**Task prompt:** Each record below should be printed exactly as it was written.

[Extracted data entries]

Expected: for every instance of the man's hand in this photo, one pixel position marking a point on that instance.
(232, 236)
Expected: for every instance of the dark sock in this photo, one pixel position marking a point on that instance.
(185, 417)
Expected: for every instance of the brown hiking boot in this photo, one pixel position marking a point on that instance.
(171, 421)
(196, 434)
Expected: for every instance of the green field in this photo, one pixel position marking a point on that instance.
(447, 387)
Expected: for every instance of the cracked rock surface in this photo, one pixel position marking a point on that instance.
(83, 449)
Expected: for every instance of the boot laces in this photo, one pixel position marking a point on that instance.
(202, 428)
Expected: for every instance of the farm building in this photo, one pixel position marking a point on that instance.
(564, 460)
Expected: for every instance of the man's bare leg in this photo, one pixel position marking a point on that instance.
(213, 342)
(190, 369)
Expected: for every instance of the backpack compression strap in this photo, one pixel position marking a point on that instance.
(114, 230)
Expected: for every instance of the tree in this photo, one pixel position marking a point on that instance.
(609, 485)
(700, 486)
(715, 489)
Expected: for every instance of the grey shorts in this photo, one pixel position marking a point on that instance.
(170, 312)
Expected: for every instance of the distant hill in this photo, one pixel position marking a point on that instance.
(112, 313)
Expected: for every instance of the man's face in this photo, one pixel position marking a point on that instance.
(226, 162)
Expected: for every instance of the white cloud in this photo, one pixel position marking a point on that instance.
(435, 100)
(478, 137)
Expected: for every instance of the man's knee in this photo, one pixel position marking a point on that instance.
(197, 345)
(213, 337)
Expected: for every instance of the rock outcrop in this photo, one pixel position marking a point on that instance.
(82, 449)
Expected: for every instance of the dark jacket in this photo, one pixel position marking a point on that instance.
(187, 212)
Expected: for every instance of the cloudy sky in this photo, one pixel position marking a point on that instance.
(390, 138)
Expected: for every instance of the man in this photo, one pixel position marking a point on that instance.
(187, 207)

**Output of the task:**
Expected: for every instance of the man's hand in this photo, one pixel position marking a point on that instance.
(232, 236)
Expected: for every instance of the dark sock in this photo, one pixel position marking a point on that instance.
(185, 417)
Expected: for every instance of the brown hiking boot in this photo, one pixel position marking a point on that instance.
(171, 421)
(196, 434)
Expected: for every instance of the green field in this photo, one pixel position marking a point on that instance.
(447, 387)
Expected: for every instance of the cracked rock surface in this photo, one pixel position marking a point on that instance.
(83, 449)
Expected: for every instance of the boot laces in this photo, one pixel position marking a point on that instance.
(202, 428)
Expected: for every instance of the farm building in this photo, one pixel position marking a point on that instance.
(564, 460)
Expected: for every instance of the man's bare leg in this photo, one pixel position marking a point on that instance.
(213, 342)
(190, 369)
Expected: for every instance of the backpack compression strap in this photo, one pixel position marking a point on that instance.
(114, 230)
Expected: for every instance of the tree in this photo, one pixel position marking a point on that instance.
(609, 485)
(700, 486)
(715, 489)
Expected: for every instance of the grey shorts in this photo, one pixel position marking a point on that instance.
(170, 312)
Expected: for every instance of the distant hill in this photo, one pixel position marking a point on that instance.
(112, 313)
Expected: for every instance of the man's face in this photo, one pixel position marking a point on that instance.
(226, 162)
Expected: for every instance of the white cloud in this photo, one pixel position marking a point on that instance.
(435, 100)
(478, 137)
Expected: for every instance of the man's knee in this photo, one pixel position marking a point on that instance.
(197, 345)
(213, 337)
Expected: for every instance of the rock outcrop in this photo, one pixel position marking a point on that instance.
(82, 449)
Expected: for every instance of the dark jacket in this photo, one pixel position marking a point on that instance.
(187, 212)
Expected: for every instance of the cloudy sky in this photo, one pixel position marking a point on that instance.
(390, 138)
Expected: for every instance of the man in this photo, one pixel position marking a point on that instance.
(187, 207)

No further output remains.